What you are asked to do
Please reproduce exactly the line that contains "the truck wheel." and every line after it through the end of the records below, adding nothing else.

Information shown
= = = =

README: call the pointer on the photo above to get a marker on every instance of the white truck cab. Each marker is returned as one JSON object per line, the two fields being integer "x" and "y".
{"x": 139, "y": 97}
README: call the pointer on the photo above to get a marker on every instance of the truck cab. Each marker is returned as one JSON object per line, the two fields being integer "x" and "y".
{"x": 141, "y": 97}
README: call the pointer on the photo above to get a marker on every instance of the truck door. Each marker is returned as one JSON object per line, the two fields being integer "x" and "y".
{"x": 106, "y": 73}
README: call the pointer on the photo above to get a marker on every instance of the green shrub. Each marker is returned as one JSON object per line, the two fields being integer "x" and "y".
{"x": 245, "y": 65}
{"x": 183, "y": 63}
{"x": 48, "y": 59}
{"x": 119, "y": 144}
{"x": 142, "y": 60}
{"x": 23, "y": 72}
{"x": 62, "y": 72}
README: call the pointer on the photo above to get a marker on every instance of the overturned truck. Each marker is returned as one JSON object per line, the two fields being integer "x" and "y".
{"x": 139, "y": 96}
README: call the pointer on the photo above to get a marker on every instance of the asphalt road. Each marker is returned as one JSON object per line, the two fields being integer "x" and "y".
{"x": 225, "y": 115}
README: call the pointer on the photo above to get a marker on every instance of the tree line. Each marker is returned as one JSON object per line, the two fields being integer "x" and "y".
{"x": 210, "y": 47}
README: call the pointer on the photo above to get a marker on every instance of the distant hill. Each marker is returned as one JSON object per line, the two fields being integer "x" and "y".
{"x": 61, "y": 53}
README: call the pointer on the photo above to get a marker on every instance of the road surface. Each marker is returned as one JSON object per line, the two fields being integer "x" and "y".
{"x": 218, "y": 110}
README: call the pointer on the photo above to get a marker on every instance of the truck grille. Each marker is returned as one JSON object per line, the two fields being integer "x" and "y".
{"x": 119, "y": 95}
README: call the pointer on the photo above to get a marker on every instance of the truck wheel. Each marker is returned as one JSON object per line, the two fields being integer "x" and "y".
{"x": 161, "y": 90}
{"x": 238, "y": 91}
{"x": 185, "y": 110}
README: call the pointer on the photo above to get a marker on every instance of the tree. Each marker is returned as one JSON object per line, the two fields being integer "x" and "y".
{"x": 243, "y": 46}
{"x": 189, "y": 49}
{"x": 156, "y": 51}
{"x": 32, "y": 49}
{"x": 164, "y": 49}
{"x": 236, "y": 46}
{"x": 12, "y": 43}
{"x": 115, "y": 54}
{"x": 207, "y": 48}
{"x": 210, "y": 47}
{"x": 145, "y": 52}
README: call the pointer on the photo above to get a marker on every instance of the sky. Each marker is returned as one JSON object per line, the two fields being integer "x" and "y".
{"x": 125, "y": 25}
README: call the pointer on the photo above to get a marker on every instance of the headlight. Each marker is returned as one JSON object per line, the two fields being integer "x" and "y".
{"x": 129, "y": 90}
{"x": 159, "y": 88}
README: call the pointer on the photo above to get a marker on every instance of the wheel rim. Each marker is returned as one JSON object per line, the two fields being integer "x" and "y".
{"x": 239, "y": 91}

= = = =

Exercise response
README: call the pointer on the photo above to get a marker on every instance of the truck wheel. Each marker is returned as one JSON object per line, the two fields being integer "x" and "y".
{"x": 161, "y": 90}
{"x": 238, "y": 91}
{"x": 185, "y": 110}
README: call the pointer on the photo above to get a marker on every instance of the tree. Each marker is returned as one JSON object per line, the two fields being integer "x" and "y".
{"x": 243, "y": 46}
{"x": 189, "y": 49}
{"x": 156, "y": 51}
{"x": 32, "y": 49}
{"x": 164, "y": 49}
{"x": 236, "y": 46}
{"x": 12, "y": 43}
{"x": 115, "y": 54}
{"x": 207, "y": 48}
{"x": 210, "y": 47}
{"x": 145, "y": 52}
README: call the pointer on the photo above to get a marker on every instance of the sky. Each marker is returned as one JSON object per line, the two fields being integer "x" and "y".
{"x": 125, "y": 25}
README: call the pointer on the photo above to get a marker on every instance of the headlight. Each marker is returned as one JSON object per line, the two fields being integer "x" and "y".
{"x": 129, "y": 90}
{"x": 159, "y": 88}
README: call the pointer on the photo above to get a marker on every instance of the wheel rim. Each marker is returned as one JSON object per line, the two fields being integer "x" and "y".
{"x": 239, "y": 91}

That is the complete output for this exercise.